— BEGIN Text provided —
By Sally Turkovich

Sledding is one of those childhood activities we all do that gives us some awesome memories. Kids who grow up in Pittsburgh have access to some awesome hills for sledding. Jason Wright was one of those kids back in the 1980s. Now 33, Jason is a native Pittsburgher who grew up in Greenfield. I sat down with Jason to talk to him about his memories of sledding around the city and asked him to give Pittsburghers some recommendations about the best hills for sledding. These days, Jason is very active in the Pittsburgh cycling and mountain biking community. Frick Park is a second home to him because of its mountain biking trails so it’s no surprise that Frick Park’s Blue Slide Entrance on Beechwood Boulevard is the location of his favorite sledding hills when he was a kid.

(Photo Credit: Bonnie Kenaz-Mara)
— END Text provided —
> [Requirement A]:
Copy the stretch from "By Sally Turkovich" through "Credit: Bonnie Kenaz-Mara)" in the text on sledding in Pittsburgh, word for word.
— BEGIN Listing —
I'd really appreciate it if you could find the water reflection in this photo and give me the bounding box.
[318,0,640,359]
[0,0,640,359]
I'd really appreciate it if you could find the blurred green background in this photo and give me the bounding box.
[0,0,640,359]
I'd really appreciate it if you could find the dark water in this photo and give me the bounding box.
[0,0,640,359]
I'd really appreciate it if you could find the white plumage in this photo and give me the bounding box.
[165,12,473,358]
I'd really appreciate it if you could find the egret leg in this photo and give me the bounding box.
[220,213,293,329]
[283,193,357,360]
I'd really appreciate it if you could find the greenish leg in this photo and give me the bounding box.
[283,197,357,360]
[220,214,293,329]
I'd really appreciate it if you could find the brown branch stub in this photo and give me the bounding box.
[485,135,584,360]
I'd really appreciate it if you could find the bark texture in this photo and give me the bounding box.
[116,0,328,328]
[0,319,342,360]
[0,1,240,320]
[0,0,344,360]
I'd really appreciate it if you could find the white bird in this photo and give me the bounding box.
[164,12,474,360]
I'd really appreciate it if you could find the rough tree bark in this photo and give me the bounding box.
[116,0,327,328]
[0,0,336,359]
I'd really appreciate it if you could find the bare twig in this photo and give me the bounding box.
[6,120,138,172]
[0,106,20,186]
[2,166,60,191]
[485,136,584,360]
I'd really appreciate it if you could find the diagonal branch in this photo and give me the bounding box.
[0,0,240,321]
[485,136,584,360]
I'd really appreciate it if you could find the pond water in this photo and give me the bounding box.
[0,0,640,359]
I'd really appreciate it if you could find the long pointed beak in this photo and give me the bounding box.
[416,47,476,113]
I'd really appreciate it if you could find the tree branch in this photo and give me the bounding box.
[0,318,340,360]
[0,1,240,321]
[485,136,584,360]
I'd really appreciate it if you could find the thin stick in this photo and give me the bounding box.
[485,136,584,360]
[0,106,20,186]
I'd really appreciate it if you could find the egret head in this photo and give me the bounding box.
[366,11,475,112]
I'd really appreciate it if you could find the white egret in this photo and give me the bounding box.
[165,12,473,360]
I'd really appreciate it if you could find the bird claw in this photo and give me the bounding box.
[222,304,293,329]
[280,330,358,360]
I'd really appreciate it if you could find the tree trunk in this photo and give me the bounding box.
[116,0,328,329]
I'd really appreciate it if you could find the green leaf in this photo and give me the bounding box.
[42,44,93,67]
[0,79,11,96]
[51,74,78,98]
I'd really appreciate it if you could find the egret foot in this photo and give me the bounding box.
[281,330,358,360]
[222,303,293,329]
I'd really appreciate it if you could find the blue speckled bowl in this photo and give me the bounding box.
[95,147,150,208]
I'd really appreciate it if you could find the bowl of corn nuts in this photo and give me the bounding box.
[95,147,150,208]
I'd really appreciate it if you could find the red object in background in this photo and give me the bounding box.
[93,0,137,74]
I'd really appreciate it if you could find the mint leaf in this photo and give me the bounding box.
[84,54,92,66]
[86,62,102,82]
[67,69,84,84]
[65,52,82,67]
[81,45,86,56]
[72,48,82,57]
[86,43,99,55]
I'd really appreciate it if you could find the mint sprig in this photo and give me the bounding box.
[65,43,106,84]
— END Listing —
> [Requirement B]:
How many lines of the records above contain the word "bark"? Reply with the number alone.

> [Exercise result A]:
By Sally Turkovich

Sledding is one of those childhood activities we all do that gives us some awesome memories. Kids who grow up in Pittsburgh have access to some awesome hills for sledding. Jason Wright was one of those kids back in the 1980s. Now 33, Jason is a native Pittsburgher who grew up in Greenfield. I sat down with Jason to talk to him about his memories of sledding around the city and asked him to give Pittsburghers some recommendations about the best hills for sledding. These days, Jason is very active in the Pittsburgh cycling and mountain biking community. Frick Park is a second home to him because of its mountain biking trails so it’s no surprise that Frick Park’s Blue Slide Entrance on Beechwood Boulevard is the location of his favorite sledding hills when he was a kid.

(Photo Credit: Bonnie Kenaz-Mara)

> [Exercise result B]:
2